▶ _Task brief_: The response must be a precise copy of the records that follow.

[Opening Exercise materials section]

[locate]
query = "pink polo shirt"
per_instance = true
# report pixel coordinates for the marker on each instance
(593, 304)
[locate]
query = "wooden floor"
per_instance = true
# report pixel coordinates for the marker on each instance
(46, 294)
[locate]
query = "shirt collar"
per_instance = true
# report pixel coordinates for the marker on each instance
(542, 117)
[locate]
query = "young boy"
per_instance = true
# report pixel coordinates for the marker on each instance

[Closing Exercise materials section]

▶ _Result of the exercise_:
[locate]
query = "pink polo shirt"
per_instance = true
# report pixel coordinates for the marker on each instance
(593, 304)
[locate]
query = "wooden floor"
per_instance = true
# report pixel coordinates for the marker on each instance
(46, 294)
[locate]
query = "shirt collar"
per_instance = true
# report pixel coordinates for the marker on each instance
(542, 117)
[locate]
query = "young boy"
per_instance = true
# report pixel coordinates for the marker on each instance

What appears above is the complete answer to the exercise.